• Requirements: Revise the material below, replacing every "cairn" with "rock pile" and leaving everything else unchanged.

• Exercise material:
##############################

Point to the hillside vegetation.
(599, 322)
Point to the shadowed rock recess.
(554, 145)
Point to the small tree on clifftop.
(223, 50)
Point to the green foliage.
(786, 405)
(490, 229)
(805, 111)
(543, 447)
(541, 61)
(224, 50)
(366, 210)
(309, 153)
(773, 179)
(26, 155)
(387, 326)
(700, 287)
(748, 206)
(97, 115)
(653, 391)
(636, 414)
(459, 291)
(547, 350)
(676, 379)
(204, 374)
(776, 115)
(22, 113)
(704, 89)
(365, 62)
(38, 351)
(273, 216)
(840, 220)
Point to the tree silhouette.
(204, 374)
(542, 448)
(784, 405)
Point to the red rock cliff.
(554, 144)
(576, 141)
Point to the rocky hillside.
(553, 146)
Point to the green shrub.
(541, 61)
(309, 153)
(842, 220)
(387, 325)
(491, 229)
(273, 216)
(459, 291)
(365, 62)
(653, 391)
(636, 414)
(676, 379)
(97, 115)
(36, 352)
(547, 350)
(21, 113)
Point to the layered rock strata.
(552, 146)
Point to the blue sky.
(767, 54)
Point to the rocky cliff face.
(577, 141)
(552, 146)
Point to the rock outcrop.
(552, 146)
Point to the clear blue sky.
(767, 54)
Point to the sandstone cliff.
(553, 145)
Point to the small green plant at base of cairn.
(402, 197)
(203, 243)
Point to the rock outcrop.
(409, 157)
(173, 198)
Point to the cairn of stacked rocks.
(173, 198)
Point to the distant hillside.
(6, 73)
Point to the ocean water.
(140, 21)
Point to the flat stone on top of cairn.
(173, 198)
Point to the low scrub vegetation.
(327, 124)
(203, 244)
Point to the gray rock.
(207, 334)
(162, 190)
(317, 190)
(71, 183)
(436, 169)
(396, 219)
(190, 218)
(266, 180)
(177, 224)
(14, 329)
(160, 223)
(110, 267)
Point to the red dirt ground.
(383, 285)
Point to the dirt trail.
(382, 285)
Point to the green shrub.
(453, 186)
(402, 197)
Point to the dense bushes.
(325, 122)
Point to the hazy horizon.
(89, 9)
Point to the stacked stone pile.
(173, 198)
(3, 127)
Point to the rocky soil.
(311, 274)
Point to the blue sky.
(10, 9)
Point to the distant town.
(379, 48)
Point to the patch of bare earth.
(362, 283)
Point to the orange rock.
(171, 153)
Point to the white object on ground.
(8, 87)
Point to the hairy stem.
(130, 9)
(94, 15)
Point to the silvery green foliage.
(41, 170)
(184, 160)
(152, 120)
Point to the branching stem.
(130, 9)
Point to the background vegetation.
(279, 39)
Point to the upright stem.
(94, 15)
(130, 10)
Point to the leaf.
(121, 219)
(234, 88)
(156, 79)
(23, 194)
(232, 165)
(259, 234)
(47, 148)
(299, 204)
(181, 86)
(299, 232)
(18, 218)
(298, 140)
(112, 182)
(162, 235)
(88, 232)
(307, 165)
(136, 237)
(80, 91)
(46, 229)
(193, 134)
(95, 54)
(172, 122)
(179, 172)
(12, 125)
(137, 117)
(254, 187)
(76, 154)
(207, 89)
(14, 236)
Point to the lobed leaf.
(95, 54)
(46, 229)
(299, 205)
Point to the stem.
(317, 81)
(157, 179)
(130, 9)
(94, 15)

##############################

• Answer:
Point to the hillside vegetation.
(599, 322)
Point to the shadowed rock recess.
(554, 145)
Point to the small tree on clifftop.
(223, 50)
Point to the green foliage.
(786, 405)
(490, 229)
(805, 111)
(543, 447)
(541, 61)
(224, 50)
(366, 210)
(309, 153)
(773, 179)
(26, 155)
(387, 326)
(700, 287)
(748, 206)
(97, 115)
(653, 391)
(636, 414)
(459, 291)
(547, 350)
(676, 379)
(204, 374)
(776, 115)
(22, 113)
(704, 89)
(365, 62)
(38, 351)
(273, 216)
(840, 220)
Point to the tree silhouette.
(204, 374)
(542, 448)
(784, 405)
Point to the red rock cliff.
(554, 144)
(576, 141)
Point to the rocky hillside.
(553, 146)
Point to the green shrub.
(541, 61)
(309, 153)
(842, 220)
(387, 325)
(491, 229)
(273, 216)
(459, 291)
(365, 62)
(653, 391)
(636, 414)
(676, 379)
(97, 115)
(36, 352)
(547, 350)
(21, 113)
Point to the layered rock strata.
(552, 146)
Point to the blue sky.
(767, 54)
Point to the rocky cliff face.
(577, 141)
(552, 146)
Point to the rock outcrop.
(552, 146)
Point to the clear blue sky.
(767, 54)
Point to the sandstone cliff.
(553, 145)
Point to the small green plant at base of rock pile.
(402, 197)
(203, 243)
Point to the rock outcrop.
(409, 157)
(173, 198)
Point to the rock pile of stacked rocks.
(173, 198)
Point to the distant hillside.
(6, 73)
Point to the ocean water.
(140, 21)
Point to the flat stone on top of rock pile.
(173, 198)
Point to the low scrub vegetation.
(327, 124)
(203, 244)
Point to the gray rock.
(207, 334)
(162, 190)
(317, 190)
(71, 183)
(436, 169)
(396, 219)
(190, 218)
(266, 180)
(177, 224)
(14, 329)
(160, 223)
(110, 267)
Point to the red dirt ground.
(383, 285)
Point to the dirt trail.
(382, 285)
Point to the green shrub.
(453, 186)
(402, 197)
Point to the dense bushes.
(325, 122)
Point to the hazy horizon.
(89, 9)
Point to the stacked stone pile.
(173, 198)
(3, 127)
Point to the rocky soil.
(311, 274)
Point to the blue sky.
(10, 9)
Point to the distant town.
(379, 48)
Point to the patch of bare earth.
(362, 283)
Point to the orange rock.
(171, 153)
Point to the white object on ground.
(8, 87)
Point to the hairy stem.
(130, 9)
(94, 15)
Point to the silvery green foliage.
(41, 170)
(184, 160)
(152, 120)
Point to the branching stem.
(130, 9)
Point to the background vegetation.
(279, 39)
Point to the upright stem.
(94, 15)
(130, 10)
Point to the leaf.
(121, 219)
(234, 88)
(156, 79)
(23, 194)
(232, 165)
(259, 234)
(47, 148)
(299, 204)
(181, 86)
(299, 232)
(18, 218)
(298, 140)
(112, 182)
(162, 235)
(88, 232)
(307, 165)
(136, 237)
(80, 91)
(46, 229)
(193, 134)
(95, 54)
(172, 122)
(179, 172)
(12, 125)
(137, 117)
(254, 187)
(76, 154)
(207, 89)
(14, 236)
Point to the lobed leaf.
(95, 54)
(46, 229)
(299, 205)
Point to the stem.
(317, 81)
(157, 179)
(130, 9)
(94, 15)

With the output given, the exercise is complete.